## [Exercise task a]
Return the listing of labeled boxes below line for line, omitting the pictures.

## [Excerpt]
------------------------------

10 iPhone camera tips that will make you a better photographer

iPhone 14 Pro Max
(Image credit: Tom's Guide)

iPhones are known for being among the best camera phones around. And it's partially because they pack in so many camera features to help you take better shots.

A lot of these features are hidden within settings menus, or their uses aren't obvious, so we've decided to round up our favorites here, as a sort of one-stop-shop to help you improve your iPhone photography.

While you may know about some of the features below already, we're willing to bet at least one or two will be new to you. So read on to see 10 iPhone camera features that will make you a better photographer.

10 iPhone camera features to make you a better photographer

Note: some of these features are currently only found on the iPhone 14 Pro and iPhone 14 Pro Max. We'll highlight where that's the case, and have also made sure to include plenty of features available on older models.

1. Take photos in ProRAW format

By default, your iPhone takes photos in Apple's HEIC format. This format is great for saving space, but like a JPEG, it compresses the image and gives you less flexibility to adjust the exposure and color of the image in post production. If you like to edit your photos in one of the best photo editing apps, you'll definitely want to know how to take RAW photos on iPhone. RAW photos in Apple's ProRAW format are uncompressed, giving you much more flexibility in the edit. Be warned though, this makes your image file sizes much larger, especially on the 48MP iPhone 14 Pro and Pro Max.

To shoot in ProRAW format:

1. Open Settings and tap Camera, then tap Formats and toggle on Apple ProRAW.

(Image credit: Future)

2. Shoot at maximum resolution

If you're using an iPhone 14 Pro and shooting in ProRAW, you'll want to use the maximum resolution of the 48MP sensor. By default, your iPhone will be using 12MP when shooting in ProRAW. When you set your iPhone to capture 48MP, you'll capture much more detail in your photos. As well as producing sharper images, this will also let you crop into photos more without losing detail, again giving you more flexibility when editing.

To shoot at 48MP on the iPhone 14 Pro:

1. Enable ProRAW using the steps above.

2. Now tap ProRAW Resolution, then tap 48MP.

(Image credit: Future)

3. Use Portrait mode for (you guessed it) portraits

You probably already know that your iPhone has a dedicated mode for shooting portraits which. But do you actually use it? It's easy to forget to switch to Portrait mode when you whip out your iPhone to take a quick picture in the moment, but doing so can help you get much more flattering portraits and selfies.

------------------------------

Listing of labeled boxes

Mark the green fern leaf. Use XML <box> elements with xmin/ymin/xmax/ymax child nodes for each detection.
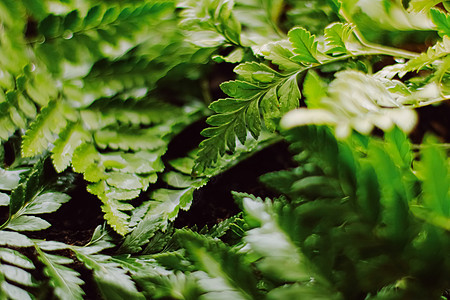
<box><xmin>3</xmin><ymin>161</ymin><xmax>70</xmax><ymax>231</ymax></box>
<box><xmin>0</xmin><ymin>230</ymin><xmax>33</xmax><ymax>247</ymax></box>
<box><xmin>0</xmin><ymin>168</ymin><xmax>25</xmax><ymax>191</ymax></box>
<box><xmin>0</xmin><ymin>248</ymin><xmax>36</xmax><ymax>300</ymax></box>
<box><xmin>368</xmin><ymin>143</ymin><xmax>412</xmax><ymax>246</ymax></box>
<box><xmin>194</xmin><ymin>63</ymin><xmax>301</xmax><ymax>172</ymax></box>
<box><xmin>0</xmin><ymin>248</ymin><xmax>35</xmax><ymax>270</ymax></box>
<box><xmin>288</xmin><ymin>27</ymin><xmax>319</xmax><ymax>64</ymax></box>
<box><xmin>234</xmin><ymin>193</ymin><xmax>313</xmax><ymax>281</ymax></box>
<box><xmin>413</xmin><ymin>137</ymin><xmax>450</xmax><ymax>230</ymax></box>
<box><xmin>35</xmin><ymin>245</ymin><xmax>84</xmax><ymax>300</ymax></box>
<box><xmin>408</xmin><ymin>0</ymin><xmax>442</xmax><ymax>12</ymax></box>
<box><xmin>325</xmin><ymin>23</ymin><xmax>353</xmax><ymax>54</ymax></box>
<box><xmin>146</xmin><ymin>187</ymin><xmax>195</xmax><ymax>230</ymax></box>
<box><xmin>71</xmin><ymin>243</ymin><xmax>143</xmax><ymax>299</ymax></box>
<box><xmin>52</xmin><ymin>123</ymin><xmax>91</xmax><ymax>172</ymax></box>
<box><xmin>177</xmin><ymin>231</ymin><xmax>262</xmax><ymax>299</ymax></box>
<box><xmin>260</xmin><ymin>40</ymin><xmax>301</xmax><ymax>71</ymax></box>
<box><xmin>22</xmin><ymin>101</ymin><xmax>77</xmax><ymax>157</ymax></box>
<box><xmin>118</xmin><ymin>214</ymin><xmax>164</xmax><ymax>253</ymax></box>
<box><xmin>281</xmin><ymin>71</ymin><xmax>417</xmax><ymax>137</ymax></box>
<box><xmin>430</xmin><ymin>9</ymin><xmax>450</xmax><ymax>37</ymax></box>
<box><xmin>94</xmin><ymin>125</ymin><xmax>167</xmax><ymax>151</ymax></box>
<box><xmin>404</xmin><ymin>36</ymin><xmax>450</xmax><ymax>72</ymax></box>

------------------------------

## [Exercise task b]
From the iPhone camera article above, give the passage that opens with the words containing "A lot of these" and closes with "your iPhone photography." again, replacing "one-stop-shop" with "central resource".

## [Expected output a]
Mark the green fern leaf. Use XML <box> elements with xmin/ymin/xmax/ymax child nodes for each detection.
<box><xmin>3</xmin><ymin>161</ymin><xmax>70</xmax><ymax>231</ymax></box>
<box><xmin>0</xmin><ymin>230</ymin><xmax>33</xmax><ymax>247</ymax></box>
<box><xmin>0</xmin><ymin>168</ymin><xmax>25</xmax><ymax>191</ymax></box>
<box><xmin>0</xmin><ymin>248</ymin><xmax>36</xmax><ymax>300</ymax></box>
<box><xmin>368</xmin><ymin>143</ymin><xmax>412</xmax><ymax>246</ymax></box>
<box><xmin>194</xmin><ymin>63</ymin><xmax>301</xmax><ymax>172</ymax></box>
<box><xmin>0</xmin><ymin>248</ymin><xmax>35</xmax><ymax>270</ymax></box>
<box><xmin>288</xmin><ymin>27</ymin><xmax>319</xmax><ymax>64</ymax></box>
<box><xmin>234</xmin><ymin>193</ymin><xmax>313</xmax><ymax>281</ymax></box>
<box><xmin>413</xmin><ymin>137</ymin><xmax>450</xmax><ymax>230</ymax></box>
<box><xmin>35</xmin><ymin>245</ymin><xmax>84</xmax><ymax>300</ymax></box>
<box><xmin>408</xmin><ymin>0</ymin><xmax>442</xmax><ymax>12</ymax></box>
<box><xmin>325</xmin><ymin>23</ymin><xmax>353</xmax><ymax>54</ymax></box>
<box><xmin>146</xmin><ymin>187</ymin><xmax>195</xmax><ymax>230</ymax></box>
<box><xmin>71</xmin><ymin>243</ymin><xmax>143</xmax><ymax>299</ymax></box>
<box><xmin>52</xmin><ymin>123</ymin><xmax>91</xmax><ymax>172</ymax></box>
<box><xmin>177</xmin><ymin>231</ymin><xmax>262</xmax><ymax>299</ymax></box>
<box><xmin>260</xmin><ymin>40</ymin><xmax>301</xmax><ymax>71</ymax></box>
<box><xmin>22</xmin><ymin>101</ymin><xmax>77</xmax><ymax>157</ymax></box>
<box><xmin>118</xmin><ymin>214</ymin><xmax>164</xmax><ymax>253</ymax></box>
<box><xmin>281</xmin><ymin>71</ymin><xmax>417</xmax><ymax>137</ymax></box>
<box><xmin>430</xmin><ymin>9</ymin><xmax>450</xmax><ymax>37</ymax></box>
<box><xmin>94</xmin><ymin>125</ymin><xmax>167</xmax><ymax>151</ymax></box>
<box><xmin>404</xmin><ymin>36</ymin><xmax>450</xmax><ymax>72</ymax></box>

## [Expected output b]
A lot of these features are hidden within settings menus, or their uses aren't obvious, so we've decided to round up our favorites here, as a sort of central resource to help you improve your iPhone photography.